• Problem to solve:
Continue the piece on online anti-fluoridation activism, picking up right after its last sentence. The material that follows it is separate.

• Document text:
In recent years, localized initiatives to end or reject fluoridation of public water supplies have made news in the United States and Canada. The practice has long been considered an effective and safe way to help curb tooth decay. It is endorsed by numerous professional science-based bodies, such as the American Dental Association and the U.S. Centers for Disease Control (CDC). But there is also a long (half century) history of varied opposition, which this Washington Post piece nicely summarizes. What is driving the latest iteration of the anti-fluoridation movement?
In 2010, after politicians in Waterloo, Canada voted to stop fluoridating the city’s water, a local dentist said:
My greatest fear here is with the advent of the Internet, and with the advent of social media, that a small vocal minority of individuals who are perhaps misinformed are able to reach a great number of people.
In 2012, Steven Novella at Science Based Medicine noted:
Recently there has been a Harvard study making the rounds of social media, Developmental Fluoride Neurotoxicity: A Systematic Review and Meta-Analysis. The actual findings of the study do not show that there is any risk to public water fluoridation (if anything, they show that it is safe), but the study was seized upon by antifluoridation activists and distorted for their propaganda purposes. Unfortunately, the internet is now fertile ground for the spreading of propaganda.
At the time of Novella’s post, another study was underway, seeking to quantify the Internet’s role as a potent propaganda tool for anti-fluoridation forces. That study was published last September, but I only learned of it this week, via a tweet from the medical journalist Ivan Oransky, who runs the superb Retraction Watch site.

• Dataset:

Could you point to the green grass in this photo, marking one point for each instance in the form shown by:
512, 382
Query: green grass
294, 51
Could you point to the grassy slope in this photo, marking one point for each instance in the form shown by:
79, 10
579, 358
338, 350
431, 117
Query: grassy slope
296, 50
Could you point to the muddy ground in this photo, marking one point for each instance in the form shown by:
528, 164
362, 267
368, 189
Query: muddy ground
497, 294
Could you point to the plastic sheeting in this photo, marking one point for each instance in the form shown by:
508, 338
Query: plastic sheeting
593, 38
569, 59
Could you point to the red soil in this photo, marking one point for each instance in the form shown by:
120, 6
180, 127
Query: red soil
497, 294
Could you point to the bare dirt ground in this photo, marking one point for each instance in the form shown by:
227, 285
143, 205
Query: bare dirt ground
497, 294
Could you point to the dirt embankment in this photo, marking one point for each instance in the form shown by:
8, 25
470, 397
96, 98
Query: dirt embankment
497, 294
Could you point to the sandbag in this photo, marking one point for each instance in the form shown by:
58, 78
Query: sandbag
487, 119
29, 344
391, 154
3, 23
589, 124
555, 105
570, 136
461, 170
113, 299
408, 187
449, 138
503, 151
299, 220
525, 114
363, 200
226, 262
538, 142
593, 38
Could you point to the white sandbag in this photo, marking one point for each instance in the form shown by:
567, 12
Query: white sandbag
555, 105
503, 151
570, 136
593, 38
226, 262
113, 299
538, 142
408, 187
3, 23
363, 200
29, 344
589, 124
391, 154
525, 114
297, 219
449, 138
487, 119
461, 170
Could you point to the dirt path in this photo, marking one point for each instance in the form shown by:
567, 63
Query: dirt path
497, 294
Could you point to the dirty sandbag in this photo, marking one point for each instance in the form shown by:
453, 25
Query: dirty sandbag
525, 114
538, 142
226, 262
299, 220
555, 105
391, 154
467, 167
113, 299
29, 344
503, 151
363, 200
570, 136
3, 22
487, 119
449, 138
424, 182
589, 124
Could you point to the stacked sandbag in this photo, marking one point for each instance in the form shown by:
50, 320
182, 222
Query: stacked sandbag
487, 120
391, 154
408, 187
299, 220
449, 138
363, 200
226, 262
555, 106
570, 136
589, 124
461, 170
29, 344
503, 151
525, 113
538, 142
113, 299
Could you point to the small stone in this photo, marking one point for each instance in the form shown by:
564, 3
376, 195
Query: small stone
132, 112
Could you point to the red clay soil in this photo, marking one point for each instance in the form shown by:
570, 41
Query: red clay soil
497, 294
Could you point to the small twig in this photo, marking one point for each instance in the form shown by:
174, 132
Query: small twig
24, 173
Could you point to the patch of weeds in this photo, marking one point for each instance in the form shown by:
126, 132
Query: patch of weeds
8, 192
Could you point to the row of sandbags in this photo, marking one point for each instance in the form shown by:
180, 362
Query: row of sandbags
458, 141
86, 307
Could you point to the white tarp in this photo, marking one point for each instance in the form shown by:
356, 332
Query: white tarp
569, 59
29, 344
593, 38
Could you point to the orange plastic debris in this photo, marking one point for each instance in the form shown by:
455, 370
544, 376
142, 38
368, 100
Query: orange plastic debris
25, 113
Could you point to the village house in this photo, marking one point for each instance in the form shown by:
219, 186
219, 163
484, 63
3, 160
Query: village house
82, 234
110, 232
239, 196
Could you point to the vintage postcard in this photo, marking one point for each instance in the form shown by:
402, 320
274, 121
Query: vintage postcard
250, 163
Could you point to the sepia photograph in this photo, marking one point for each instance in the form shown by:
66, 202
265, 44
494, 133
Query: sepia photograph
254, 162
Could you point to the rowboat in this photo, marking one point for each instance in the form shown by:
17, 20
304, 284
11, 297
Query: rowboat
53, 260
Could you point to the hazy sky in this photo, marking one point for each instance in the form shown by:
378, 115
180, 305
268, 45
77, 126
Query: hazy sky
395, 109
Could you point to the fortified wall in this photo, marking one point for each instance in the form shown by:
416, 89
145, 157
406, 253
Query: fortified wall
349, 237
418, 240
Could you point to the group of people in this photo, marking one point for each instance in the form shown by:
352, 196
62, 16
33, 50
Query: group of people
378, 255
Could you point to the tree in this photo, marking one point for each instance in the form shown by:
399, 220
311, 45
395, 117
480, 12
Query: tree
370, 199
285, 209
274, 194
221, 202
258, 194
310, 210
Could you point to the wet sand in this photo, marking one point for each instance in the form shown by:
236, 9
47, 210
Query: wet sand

• Output for this exercise:
You can read the paper here and some comments by the lead author here, who is presenting his findings next week at a dental conference in Boston. Looking at stats from Facebook, Twitter, and Youtube, the study found that anti-fluoridation material had a major Internet presence. It dwarfed the amount of pro-fluoridation information from public health agencies and organizations. The paper concluded:
The Internet and social media are misinforming thousands of people daily about the safety, health, and economic benefits of community water fluoridation. The leading anti-fluoridation website had 5 to 60 times more traffic than the two leading pro-fluoridation health organizations. All Groups and Pages analyzed on Facebook were against fluoridation, while 99 percent of the videos searched on YouTube and the majority (70 percent) of fluoridation tweets on Twitter were anti-CWF [community water] fluoridation.
Pro-fluoridation organizations need to have a better presence on the Internet and utilize social media to educate the American people about the facts on fluoridation. Individual dental and health practitioners need to educate their patients about fluoridation, so their patients will not be easily misguided by misinformation on the Internet and social media.
The rigor of the analysis is open to question, and it surely is difficult to connect social media’s role to recent anti-fluoridation initiatives that have popped up at local municipal levels. Still, it makes you wonder.
Consider, for example, this article from the popular alternative medicine huckster, Joseph Mercola, which the Huffington Post reproduced in 2013. Look at the web stats for both pieces and weep. He was able to widely disseminate a misrepresentation of an already dubious meta-analysis (of mostly China-based studies) that associated lower IQ’s with fluoridated water. At Slate, Melinda Wenner Moyer reminded everyone of the messenger’s reputation:
Mercola frequently overstates the science and misleads his many readers—among other things, he preaches that vaccines cause autism and that homeopathy cures it, and oh, that animals are psychic—and this story (thankfully) is no different.
The recent study by dental professionals examining the large web presence of anti-fluoridatation propaganda strikes me as impressionistic. Its findings are disconcerting, but they don’t account for the role of high traffic media websites, such as the Huffington Post and Salon. These high visibility media outlets give a veneer of respectability to otherwise slanted, badly flawed stories that get passed around widely on Facebook and other social media platforms. (Last year I showed how this happened with a Guardian blog post.) So I tend to think that a credible or semi-credible journalistic outlet is often responsible for giving misinformation legs in social media.